*Task goal*. Switch "pixel coordinates" to "x-y coordinates" throughout the records below and write them out again with everything else unchanged. Leave the pictures out.

----- Data

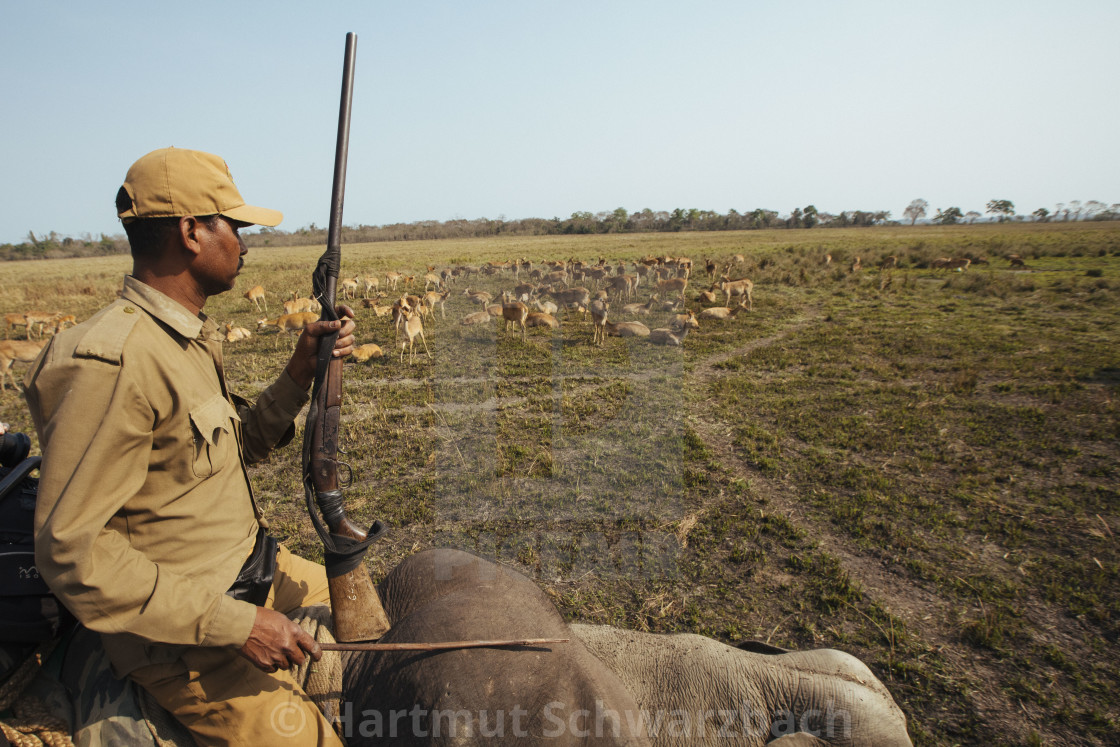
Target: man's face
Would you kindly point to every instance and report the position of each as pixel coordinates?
(220, 259)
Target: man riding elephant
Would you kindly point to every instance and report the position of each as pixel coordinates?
(146, 524)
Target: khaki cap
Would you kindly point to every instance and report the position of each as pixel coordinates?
(176, 183)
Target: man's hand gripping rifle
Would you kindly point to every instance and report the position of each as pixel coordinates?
(355, 606)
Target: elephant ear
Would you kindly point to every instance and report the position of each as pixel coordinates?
(759, 647)
(799, 739)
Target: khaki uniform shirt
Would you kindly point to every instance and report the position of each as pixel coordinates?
(145, 512)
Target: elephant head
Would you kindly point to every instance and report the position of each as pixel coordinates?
(606, 685)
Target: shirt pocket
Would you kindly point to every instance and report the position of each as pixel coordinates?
(212, 427)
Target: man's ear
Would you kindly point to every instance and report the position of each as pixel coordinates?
(188, 233)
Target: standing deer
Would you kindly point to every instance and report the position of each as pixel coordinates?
(598, 310)
(514, 311)
(413, 328)
(257, 296)
(742, 288)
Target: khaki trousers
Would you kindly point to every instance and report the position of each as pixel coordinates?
(224, 700)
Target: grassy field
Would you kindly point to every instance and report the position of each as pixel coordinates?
(915, 466)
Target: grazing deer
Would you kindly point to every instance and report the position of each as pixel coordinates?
(413, 328)
(288, 323)
(740, 288)
(363, 353)
(626, 329)
(25, 351)
(721, 311)
(14, 320)
(298, 305)
(236, 334)
(541, 319)
(36, 320)
(571, 298)
(598, 310)
(514, 311)
(257, 296)
(348, 287)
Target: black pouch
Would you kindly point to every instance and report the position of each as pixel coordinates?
(255, 578)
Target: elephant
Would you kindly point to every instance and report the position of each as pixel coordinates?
(604, 685)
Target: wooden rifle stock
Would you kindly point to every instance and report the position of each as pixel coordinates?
(354, 603)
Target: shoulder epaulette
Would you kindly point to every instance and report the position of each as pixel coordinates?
(105, 337)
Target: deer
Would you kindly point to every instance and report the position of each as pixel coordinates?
(598, 310)
(236, 334)
(257, 296)
(743, 287)
(721, 311)
(413, 328)
(514, 311)
(363, 353)
(348, 287)
(36, 320)
(546, 307)
(571, 298)
(14, 320)
(298, 305)
(288, 323)
(24, 351)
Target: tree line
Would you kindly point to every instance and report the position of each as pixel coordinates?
(618, 221)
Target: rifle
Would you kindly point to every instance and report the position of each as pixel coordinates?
(354, 601)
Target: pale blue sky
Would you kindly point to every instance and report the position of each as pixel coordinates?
(541, 108)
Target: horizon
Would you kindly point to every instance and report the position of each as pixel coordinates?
(542, 111)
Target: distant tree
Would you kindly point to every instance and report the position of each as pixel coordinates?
(1002, 208)
(916, 209)
(812, 217)
(948, 216)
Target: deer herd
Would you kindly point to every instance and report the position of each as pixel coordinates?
(547, 295)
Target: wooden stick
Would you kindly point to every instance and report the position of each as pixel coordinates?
(442, 645)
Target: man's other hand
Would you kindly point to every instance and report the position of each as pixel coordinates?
(301, 366)
(277, 643)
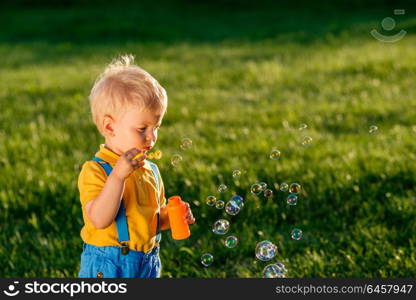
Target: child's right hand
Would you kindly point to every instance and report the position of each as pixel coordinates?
(126, 164)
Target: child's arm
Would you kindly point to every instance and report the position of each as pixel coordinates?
(102, 210)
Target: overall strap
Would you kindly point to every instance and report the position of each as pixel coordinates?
(155, 172)
(121, 220)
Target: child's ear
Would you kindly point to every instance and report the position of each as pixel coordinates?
(108, 125)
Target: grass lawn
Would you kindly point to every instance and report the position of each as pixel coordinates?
(241, 78)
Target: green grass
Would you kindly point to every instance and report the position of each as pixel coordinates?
(240, 80)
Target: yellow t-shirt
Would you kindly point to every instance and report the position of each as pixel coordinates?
(140, 202)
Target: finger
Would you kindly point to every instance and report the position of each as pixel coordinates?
(137, 164)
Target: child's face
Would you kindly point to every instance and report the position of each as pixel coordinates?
(134, 129)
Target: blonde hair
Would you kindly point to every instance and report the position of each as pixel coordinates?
(121, 85)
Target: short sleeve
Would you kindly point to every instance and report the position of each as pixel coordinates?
(91, 181)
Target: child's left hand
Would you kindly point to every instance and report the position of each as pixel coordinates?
(189, 216)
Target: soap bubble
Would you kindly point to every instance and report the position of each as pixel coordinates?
(268, 193)
(373, 129)
(281, 266)
(292, 199)
(207, 259)
(274, 271)
(150, 155)
(157, 154)
(176, 159)
(232, 208)
(221, 226)
(222, 188)
(231, 241)
(296, 234)
(186, 144)
(236, 174)
(256, 189)
(303, 126)
(284, 187)
(266, 250)
(306, 141)
(275, 154)
(219, 204)
(295, 188)
(238, 200)
(211, 200)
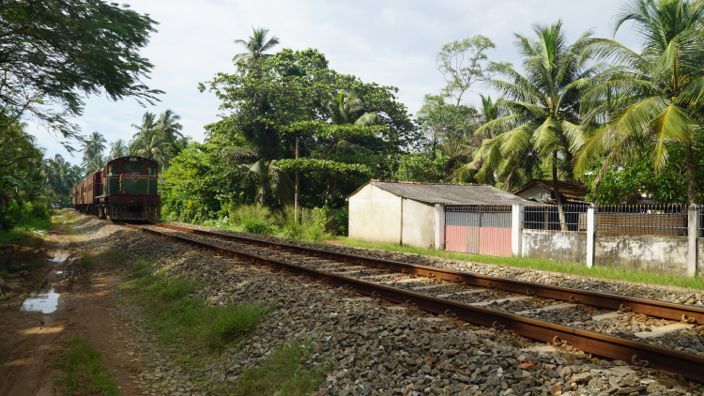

----------

*Written solution*.
Target: man's face
Would you kindly point to every instance and report the position of each as x-y coordinates?
(220, 259)
Target: man riding elephant
Would you kindly point to every instance and report the position of each as x-y coordinates?
(146, 524)
Target: khaki cap
Would you kindly point to every instance and report the position of each as x-y coordinates?
(176, 183)
Target: man's hand gripping rifle
Would you kindly point to every instance and report the position of each as x-y coordinates?
(355, 606)
Target: elephant ear
Would you kindly point to every instance and report the position of each as x-y coordinates?
(759, 647)
(799, 739)
Target: khaki uniform shirt
Would you kindly point to every instance and report the position of each as x-y coordinates?
(145, 512)
Target: elephant head
Would you kindly point to every instance and report the position of each as x-y coordinates?
(606, 685)
Target: shirt pocket
Would you kindly point to every instance and report the position of each as x-y coordinates?
(212, 427)
Target: man's ear
Would you kindly point to every instance and report the position of each as x-y coordinates?
(188, 233)
Target: standing deer
Would you kindly point to every instance and report the position of each as x-y coordinates?
(598, 310)
(514, 311)
(413, 328)
(257, 296)
(742, 288)
Target: khaki trousers
Would you kindly point to every instance and report the position of each as x-y coordinates?
(224, 700)
Target: grassy field
Would you kindly point to every instance and report the position of each as x-y coordinates?
(915, 466)
Target: grazing deer
Would you kindly point to every instance and report the position of each as x-y coordinates?
(413, 328)
(288, 323)
(740, 288)
(363, 353)
(626, 329)
(25, 351)
(721, 311)
(14, 320)
(298, 305)
(236, 334)
(541, 319)
(36, 320)
(571, 298)
(598, 310)
(514, 311)
(257, 296)
(348, 287)
Target: black pouch
Would you kindly point to every instance and report the position of each as x-y coordinates?
(255, 578)
Target: elephant
Would you kindly point to every instance and report the position of each as x-y coordinates?
(604, 685)
Target: wooden rifle stock
Would you kindly point to every instance and report the position of each as x-y coordinates?
(354, 603)
Target: shoulder epaulette
Would you kindly point to every instance and report the position of each as x-y coordinates?
(105, 337)
Target: deer
Would you kindly point to every instance and report the position of each as x-y coordinates?
(598, 310)
(236, 334)
(257, 296)
(743, 287)
(721, 311)
(413, 328)
(514, 311)
(363, 353)
(348, 287)
(36, 320)
(546, 307)
(571, 298)
(14, 320)
(298, 305)
(288, 323)
(24, 351)
Target: tree line
Would you kindly point to every instance and report the position of each as x-y coordinates?
(618, 221)
Target: rifle
Would you kindly point to every instance and report the position of each as x-y coordinates?
(354, 601)
Target: pale blue sky
Would you kindly point to every instance and report the position of each as x-y coordinates?
(541, 108)
Target: horizon
Would you kindly point to every instance and report the position of each as x-y coordinates?
(542, 111)
Target: distant tree
Would you kindly point to every instance and report the position of each as x-y coordinates?
(1002, 208)
(916, 209)
(812, 217)
(948, 216)
Target: deer herd
Would you kindly point to every instance and report the position of each as x-y coordinates?
(547, 295)
Target: wooden stick
Would you kindly point to every instance and report the position of each as x-y coordinates?
(442, 645)
Target: man's other hand
Would you kindly point to every instance and report the position of each as x-y coordinates?
(301, 366)
(277, 643)
Target: child's right hand
Would you kindly point to every instance and report the position of each as x-y coordinates?
(126, 164)
Target: child's arm
Would you kindly point to every instance and report the position of each as x-y coordinates?
(102, 210)
Target: overall strap
Would you kindly point to every instance and report the position of each as x-y coordinates?
(155, 172)
(121, 220)
Target: child's ear
Would you kindly point to every instance and report the position of each as x-y coordinates?
(108, 125)
Target: grass lawn
Would you kindly point to every instance and report the position of each as x-y coordinates?
(241, 78)
Target: green grass
Would you kindly point to every instance and report the position of each as x-y coordinates?
(240, 80)
Target: yellow t-shirt
Would you kindly point to every instance and report the position of each as x-y coordinates?
(140, 202)
Target: finger
Would you kindly point to every instance and report the position of each as x-y coordinates?
(137, 164)
Target: child's face
Would you kindly point to every instance and report the position of each as x-y coordinates?
(134, 129)
Target: blonde hair
Would you kindly point to every instance and report the position of each as x-y coordinates?
(121, 85)
Target: short sleeve
Would you kindly point to every instance and report the position of each as x-y coordinates?
(91, 181)
Target: child's left hand
Would you kindly point to every instance and report the position of each as x-y coordinates?
(189, 216)
Target: soap bubble
Would you kindly point to every instance and report the position of each as x-y coordinates?
(268, 193)
(373, 129)
(281, 266)
(292, 199)
(207, 259)
(274, 271)
(150, 155)
(157, 154)
(176, 159)
(232, 208)
(221, 226)
(222, 188)
(231, 241)
(296, 234)
(186, 144)
(236, 174)
(256, 189)
(303, 126)
(284, 187)
(266, 250)
(306, 141)
(275, 154)
(219, 204)
(295, 188)
(238, 200)
(211, 200)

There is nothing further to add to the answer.